(EXERCISE DATA Opens)

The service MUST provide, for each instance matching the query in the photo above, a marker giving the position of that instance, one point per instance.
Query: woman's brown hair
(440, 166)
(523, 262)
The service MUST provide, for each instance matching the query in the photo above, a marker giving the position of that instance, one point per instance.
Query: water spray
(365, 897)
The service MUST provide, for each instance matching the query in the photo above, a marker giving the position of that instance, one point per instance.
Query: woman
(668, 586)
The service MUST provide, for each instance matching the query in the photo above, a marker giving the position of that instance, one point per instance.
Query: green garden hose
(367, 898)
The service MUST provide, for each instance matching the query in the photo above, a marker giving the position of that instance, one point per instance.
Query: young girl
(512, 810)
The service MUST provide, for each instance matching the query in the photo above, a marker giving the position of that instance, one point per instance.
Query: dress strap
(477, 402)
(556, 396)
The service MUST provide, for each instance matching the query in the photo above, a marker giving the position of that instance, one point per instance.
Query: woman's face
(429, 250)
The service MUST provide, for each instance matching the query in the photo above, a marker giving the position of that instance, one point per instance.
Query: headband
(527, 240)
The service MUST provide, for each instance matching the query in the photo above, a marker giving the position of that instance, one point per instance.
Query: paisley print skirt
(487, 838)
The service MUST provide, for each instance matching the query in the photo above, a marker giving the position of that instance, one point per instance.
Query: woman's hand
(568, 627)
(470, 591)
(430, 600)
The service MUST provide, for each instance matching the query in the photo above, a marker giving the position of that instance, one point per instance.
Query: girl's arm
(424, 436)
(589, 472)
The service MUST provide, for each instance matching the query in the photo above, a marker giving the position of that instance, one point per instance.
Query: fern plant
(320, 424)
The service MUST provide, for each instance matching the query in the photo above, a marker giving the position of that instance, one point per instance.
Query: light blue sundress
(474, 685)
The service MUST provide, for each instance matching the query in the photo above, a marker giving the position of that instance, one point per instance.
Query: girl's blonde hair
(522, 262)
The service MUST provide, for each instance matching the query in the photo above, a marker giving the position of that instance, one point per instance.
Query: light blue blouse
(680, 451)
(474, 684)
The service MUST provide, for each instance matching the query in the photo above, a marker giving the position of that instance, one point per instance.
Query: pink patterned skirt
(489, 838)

(EXERCISE DATA Closes)

▶ _WORK REQUIRED_: Return each line of the data exactly as written above.

▶ _RESPONSE AREA_:
The service MUST provide, for each instance matching the query in the photo above, a marker giving the position of that instance, one point per instance.
Query: woman's brown hair
(440, 166)
(523, 262)
The service MUST provide, for each instance matching the query in the photo above, a marker giving the position of that instance, one point per instance.
Query: water spray
(365, 897)
The service MUST provide, for each instance matching the query in the photo above, a marker giving the position of that instance, one point per instance.
Query: woman
(668, 586)
The service MUST provide, for each instance matching the query in the photo above, a marker giving the position of that instance, one point per instance.
Query: green garden hose
(367, 898)
The service MUST provide, for each instance matching the query in the photo above, a marker giving the position of that instance, one point per instance.
Query: young girl
(512, 810)
The service MUST provide, for each instance matching the query in the photo above, a marker giving the position of that instance, one point per instance.
Query: dress strap
(477, 402)
(556, 396)
The service MUST provide, for each instance matching the query in the photo above, a marker giving the position of that instance, one point per instance.
Query: woman's face
(429, 250)
The service MUST provide, for each instance matching the query in the photo above, a marker giving the position of that instance, one point per instance.
Query: headband
(527, 240)
The service MUST provide, for each instance matching the query in the photo above, a marker giving the position of that instance, one point per instance.
Query: paisley print skirt
(487, 838)
The service MUST provide, for each instance matching the query in the photo above, a marker giving the position of that instance, one point per instance.
Query: woman's hand
(568, 627)
(470, 591)
(430, 600)
The service MUST provide, for each instance matching the query in the photo above, a marker giving the position of that instance, one point per instance.
Query: girl's arm
(424, 436)
(589, 472)
The service MUST provide, for each instance matching the query in the photo above, a marker giving the position of that instance, one point per instance.
Query: fern plant
(320, 424)
The service MUST provide, for each instance matching the query in the photo above, a marker giving the position of that instance, one point per instance.
Query: light blue sundress
(474, 685)
The service MUST provide, for each instance matching the query in the photo above, a marker giving the position of that instance, one point per instance.
Query: girl's blonde hair
(522, 262)
The service MUST provide, for each instance matching the query in the photo above, a marker giving the position of that instance, one point per instance.
Query: light blue blouse
(680, 451)
(474, 684)
The service MUST provide, for each instance matching the query in the photo above, a marker giving the position of that instance, one point per instance.
Query: pink patterned skirt
(489, 838)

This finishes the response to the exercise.